[PROVIDED TEXT — start]

What makes humans different from animals is that they have a high level of wisdom and cognitive activity. A typical example of this is linguistic elements. They can communicate with each other and also convey information through writing. We encounter textual data daily, and patterns are hidden in it. As a representative example, the writing tasks commonly used can extract SMS and spam mail. Text data contain the emotions of the author. It is unlikely for robots to have better cognitive abilities than humans in the future. However, with the advent of AI and the digital age, robots will analyze human texts accurately. Various natural language processing (NLP) techniques have been studied to analyze human-written documents. A typical example is the term frequency-inverse document frequency (TF-IDF) model. However, in this existing text analysis method, simply using the frequency of words has a limited meaning. Several NLP models have been studied to solve this problem. Reference [1] proposed using information from latent Dirichlet allocation (LDA) topic distribution and word frequency. In this paper, we propose the emotion nonlinear system model to solve the problem of increased performance. The proposed ENLS model contributes to the error by analyzing and transforming the sentiment of spam mail.

[PROVIDED TEXT — finish]

* WHAT IS REQUIRED *
Translate this sentence from the text on analyzing written language into Spanish: "Various natural language processing (NLP) techniques have been studied to analyze human-written documents."

[INFORMATION SUPPLIED — start]

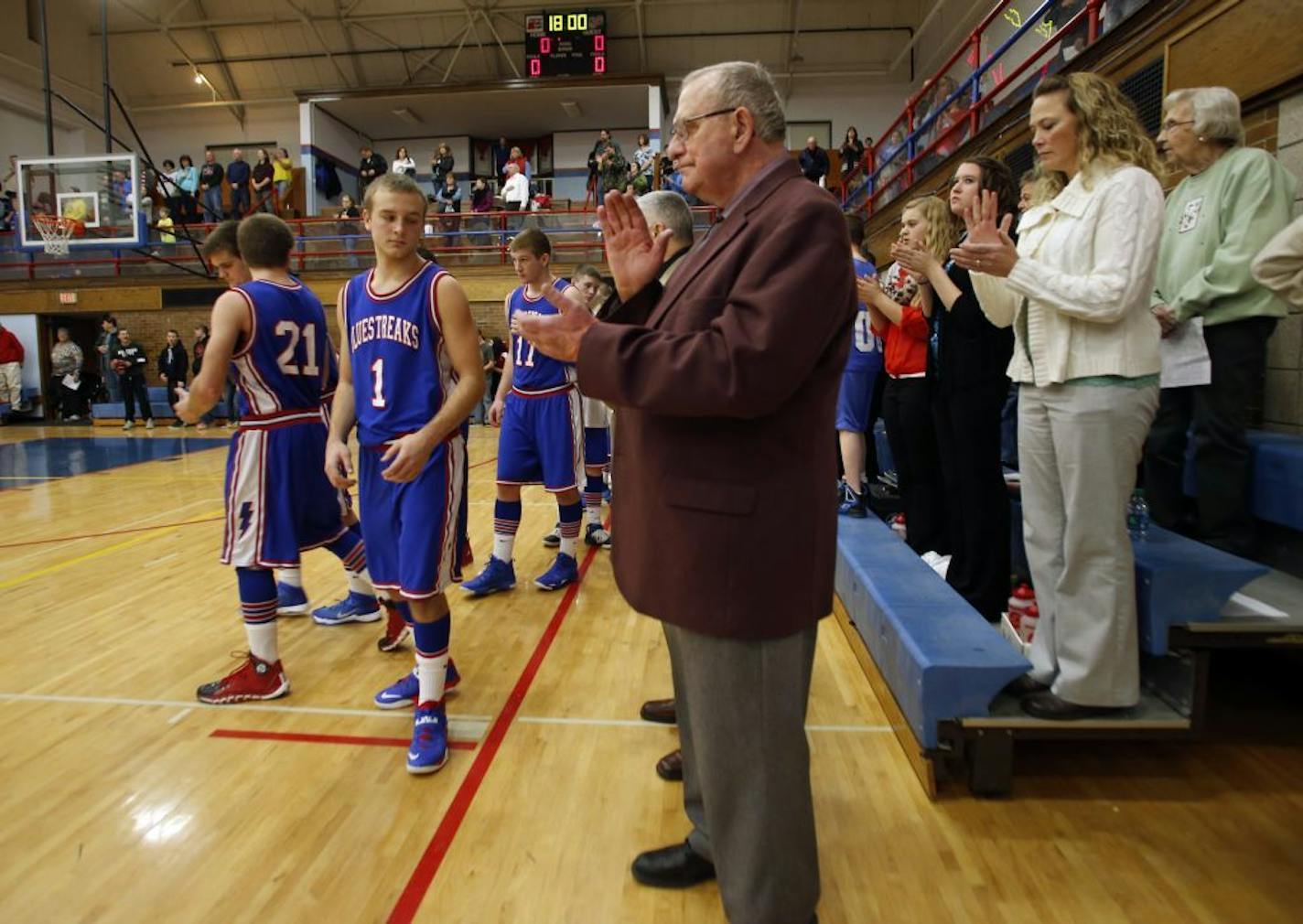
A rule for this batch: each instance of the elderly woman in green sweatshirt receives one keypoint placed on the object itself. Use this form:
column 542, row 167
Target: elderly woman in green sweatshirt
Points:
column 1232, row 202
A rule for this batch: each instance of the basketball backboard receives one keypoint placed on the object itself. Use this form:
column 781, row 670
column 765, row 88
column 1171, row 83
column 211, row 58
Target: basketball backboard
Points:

[INFORMATION SUPPLIED — finish]

* RESULT OF THIS EXERCISE *
Se han estudiado diversas técnicas de procesamiento del lenguaje natural (PLN) para analizar documentos escritos por humanos.